* START Source *
So after some bitter political scuffles immediately following the war, the party settled on two major principles for postwar Reconstruction: universal male suffrage, and classical liberal economic policy. No unions, strict defense of property rights, fiscal austerity, and the gold standard were thought to provide a level economic playing field, where blacks and whites alike could get a fair chance at prosperity. It was rather different in detail from today's conservative ideology — especially in the South, where Republicans were building state governments basically from scratch — but the general thrust was quite similar.
There were some obvious problems with this from the start, from unfairness of thinking former slaves — most of whom had been denied education and wages for their entire lives — would be able to compete on equal terms with white laborers without government assistance, to the disturbing fact that most new jobs seemed to be in huge, centralized city factories.
These problems could be papered over for a time. Despite the fact that Republicans failed to assist the freedmen in any real material sense, they did fiercely defend their voting rights during Reconstruction. This meant regular use of federal troops and law enforcement to suppress the gangs of white terrorists who were constantly trying to violently overthrow Republican state governments in the South and replace them with white supremacist ones.
But the Panic of 1873, a financial crisis which kicked off a six-year depression, shattered the free labor ideology. Suddenly with mass unemployment and wrenching poverty everywhere, it became impossible to credibly argue that classical liberalism was working for the average schlub. But instead of ditching their economic beliefs, and endorsing some government action to attack the depression, many Northern Republicans abandoned democracy. Liberal "reformers," publishing in outlets like The Atlantic Monthly and The Nation, became obsessed with corruption and the supposed incompetence of average voters — especially blacks.
* END Source *
* START Provided records *
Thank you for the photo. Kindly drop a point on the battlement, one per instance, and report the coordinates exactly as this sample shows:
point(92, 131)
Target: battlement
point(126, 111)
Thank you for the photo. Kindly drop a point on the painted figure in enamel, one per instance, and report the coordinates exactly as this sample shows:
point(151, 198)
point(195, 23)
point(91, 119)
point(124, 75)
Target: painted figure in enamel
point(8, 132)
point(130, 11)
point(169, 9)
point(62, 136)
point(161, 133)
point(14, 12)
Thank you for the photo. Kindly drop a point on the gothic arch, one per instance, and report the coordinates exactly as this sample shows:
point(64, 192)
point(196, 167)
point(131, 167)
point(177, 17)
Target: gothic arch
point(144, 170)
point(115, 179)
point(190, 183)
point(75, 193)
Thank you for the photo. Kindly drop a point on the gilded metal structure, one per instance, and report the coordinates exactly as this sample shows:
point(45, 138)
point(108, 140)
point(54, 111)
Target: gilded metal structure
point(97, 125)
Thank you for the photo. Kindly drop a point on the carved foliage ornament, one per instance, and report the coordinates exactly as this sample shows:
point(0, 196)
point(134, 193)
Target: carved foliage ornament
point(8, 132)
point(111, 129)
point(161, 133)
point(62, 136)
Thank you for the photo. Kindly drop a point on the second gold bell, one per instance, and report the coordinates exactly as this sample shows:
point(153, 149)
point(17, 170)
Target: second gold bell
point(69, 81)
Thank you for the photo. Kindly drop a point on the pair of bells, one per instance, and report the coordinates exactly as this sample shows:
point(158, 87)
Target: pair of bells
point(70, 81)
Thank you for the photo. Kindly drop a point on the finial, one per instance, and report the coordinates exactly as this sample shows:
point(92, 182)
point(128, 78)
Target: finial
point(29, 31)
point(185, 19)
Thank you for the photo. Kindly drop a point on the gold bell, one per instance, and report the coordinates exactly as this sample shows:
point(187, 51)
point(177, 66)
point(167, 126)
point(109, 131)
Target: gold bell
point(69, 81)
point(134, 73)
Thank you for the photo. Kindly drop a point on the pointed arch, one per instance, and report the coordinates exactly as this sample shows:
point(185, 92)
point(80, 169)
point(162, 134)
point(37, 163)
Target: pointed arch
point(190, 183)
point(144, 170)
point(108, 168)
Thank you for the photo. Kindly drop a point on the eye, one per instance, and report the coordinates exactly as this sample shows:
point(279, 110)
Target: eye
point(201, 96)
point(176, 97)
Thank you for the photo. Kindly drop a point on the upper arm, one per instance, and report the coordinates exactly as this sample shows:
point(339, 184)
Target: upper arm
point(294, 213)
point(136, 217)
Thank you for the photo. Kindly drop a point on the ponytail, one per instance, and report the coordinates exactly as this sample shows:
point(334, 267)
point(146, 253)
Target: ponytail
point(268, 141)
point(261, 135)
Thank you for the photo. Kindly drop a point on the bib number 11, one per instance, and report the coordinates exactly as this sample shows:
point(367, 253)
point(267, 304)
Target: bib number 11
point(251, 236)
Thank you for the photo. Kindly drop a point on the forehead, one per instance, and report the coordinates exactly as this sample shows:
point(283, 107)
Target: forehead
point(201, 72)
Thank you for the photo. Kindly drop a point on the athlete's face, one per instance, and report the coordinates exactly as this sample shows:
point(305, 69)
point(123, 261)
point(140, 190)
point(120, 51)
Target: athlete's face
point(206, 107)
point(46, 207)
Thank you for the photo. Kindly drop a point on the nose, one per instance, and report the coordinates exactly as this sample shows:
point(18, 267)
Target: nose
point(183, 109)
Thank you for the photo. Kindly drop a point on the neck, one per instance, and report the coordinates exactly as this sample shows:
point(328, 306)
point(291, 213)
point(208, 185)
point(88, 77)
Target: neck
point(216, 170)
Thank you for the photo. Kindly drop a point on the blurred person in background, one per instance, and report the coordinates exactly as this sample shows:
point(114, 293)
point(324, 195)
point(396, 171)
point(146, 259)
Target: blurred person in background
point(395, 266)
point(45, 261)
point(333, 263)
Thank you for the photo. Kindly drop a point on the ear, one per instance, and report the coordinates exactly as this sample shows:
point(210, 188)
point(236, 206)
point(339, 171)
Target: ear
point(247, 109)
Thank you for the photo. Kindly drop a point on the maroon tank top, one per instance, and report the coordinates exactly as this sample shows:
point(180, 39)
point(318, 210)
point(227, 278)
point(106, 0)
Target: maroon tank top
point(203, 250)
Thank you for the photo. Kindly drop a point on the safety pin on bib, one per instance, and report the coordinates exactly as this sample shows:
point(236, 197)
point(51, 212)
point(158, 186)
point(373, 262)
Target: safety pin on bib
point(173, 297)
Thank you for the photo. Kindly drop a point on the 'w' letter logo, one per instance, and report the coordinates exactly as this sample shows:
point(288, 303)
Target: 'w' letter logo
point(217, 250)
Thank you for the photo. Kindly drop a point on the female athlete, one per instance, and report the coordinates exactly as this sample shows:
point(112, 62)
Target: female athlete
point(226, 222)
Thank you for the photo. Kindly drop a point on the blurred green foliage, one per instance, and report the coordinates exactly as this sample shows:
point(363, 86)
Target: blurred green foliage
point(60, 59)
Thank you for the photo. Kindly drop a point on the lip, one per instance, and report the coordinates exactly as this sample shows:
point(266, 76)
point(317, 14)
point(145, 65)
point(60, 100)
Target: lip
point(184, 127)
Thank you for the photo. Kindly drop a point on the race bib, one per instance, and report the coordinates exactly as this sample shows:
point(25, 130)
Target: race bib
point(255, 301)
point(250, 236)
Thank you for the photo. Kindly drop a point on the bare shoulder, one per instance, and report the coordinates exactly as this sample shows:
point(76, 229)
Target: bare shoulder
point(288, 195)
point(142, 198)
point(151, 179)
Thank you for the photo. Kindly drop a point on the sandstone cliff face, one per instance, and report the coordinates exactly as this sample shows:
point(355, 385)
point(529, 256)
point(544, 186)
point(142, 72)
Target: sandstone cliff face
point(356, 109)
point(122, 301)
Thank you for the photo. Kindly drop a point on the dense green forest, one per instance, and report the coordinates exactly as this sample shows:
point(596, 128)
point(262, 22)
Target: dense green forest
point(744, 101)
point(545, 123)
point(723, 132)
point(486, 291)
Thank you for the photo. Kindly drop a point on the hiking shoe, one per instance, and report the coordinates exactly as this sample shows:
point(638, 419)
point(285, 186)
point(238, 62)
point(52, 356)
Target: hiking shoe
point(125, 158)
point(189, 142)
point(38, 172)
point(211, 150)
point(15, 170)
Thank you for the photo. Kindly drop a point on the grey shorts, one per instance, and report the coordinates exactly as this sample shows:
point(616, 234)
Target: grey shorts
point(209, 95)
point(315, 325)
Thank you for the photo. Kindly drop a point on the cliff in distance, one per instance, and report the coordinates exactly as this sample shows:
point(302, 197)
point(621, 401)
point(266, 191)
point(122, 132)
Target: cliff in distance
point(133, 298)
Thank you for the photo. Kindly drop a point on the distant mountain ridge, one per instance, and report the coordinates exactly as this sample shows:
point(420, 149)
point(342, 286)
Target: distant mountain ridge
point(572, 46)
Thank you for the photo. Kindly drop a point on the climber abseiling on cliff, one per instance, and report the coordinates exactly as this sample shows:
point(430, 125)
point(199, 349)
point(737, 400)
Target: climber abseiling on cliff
* END Provided records *
What is asked:
1 - Please transcribe the passage on Reconstruction word for word, starting at "There were some" and ending at "centralized city factories.".
2 - Pick up the passage on Reconstruction after its final sentence and carry it forward.

Outputs:
1 -
There were some obvious problems with this from the start, from unfairness of thinking former slaves — most of whom had been denied education and wages for their entire lives — would be able to compete on equal terms with white laborers without government assistance, to the disturbing fact that most new jobs seemed to be in huge, centralized city factories.

2 -
As the party became more elitist and racist, it became less and less willing to support the use of federal force against white terrorism. Finally, when President Ulysses S. Grant ordered federal troops to unseat five Democrats in the Louisiana state legislature who had been fraudulently seated there in an attempt to seize power, respectable Northern opinion reacted with stunned outrage:
The failure to deal with the recession, coupled to Republicans' partial abandonment of their most loyal voting demographic, wrecked Republican political fortunes in the 1876 election. Capping off their betrayal of the freedmen, they agreed to pull troops out of the South in exchange for the presidency. Democrats would abandon their (fraudulent) claims to have won the election, and Republicans would abandon Southern blacks, elevating Rutherford B. Hayes to the presidency — and consigning blacks to nearly a century of Jim Crow terror.
At issue here is the undeniable fact that small-government, conservative economic policy simply does not work for most people — and if fiscal austerity and hard money was a bad policy back in 1874, it's bananas today, in the era of fiat currency and federal spending accounting for a fifth of the economy.
Republican politics for the last half a century has channeled conservative social resentment into policies that mainly benefit the very pinnacle of American society. For many decades they could paper over this fact. But the crisis of 2008, brought on by grotesque private sector excess, cracked this facade — and now Donald Trump has broken it wide open.
Trump demonstrates that a big chunk of Republican primary voters, perhaps a majority, simply do not care about the estate tax or deregulation. They want the state to act so as to ensure a decent standard of living — perhaps not for everyone, but at least for their own tribe. This means, of necessity, soaking the rich.
It's quite funny to see Republicans going through such a crisis. But Democrats should not sit back on their heels. The Obama presidency, for all its many benefits, has had a sickly economy and left a significant fraction of the population in outright desperation. If Democrats cannot change the fact that a tiny minority is enjoying virtually all the benefits of economic growth, and the rest of the population is treading water or worse, they will eventually lose to someone improving on the Trump formula. It's either that, or abandon democracy to protect the rich from taxation.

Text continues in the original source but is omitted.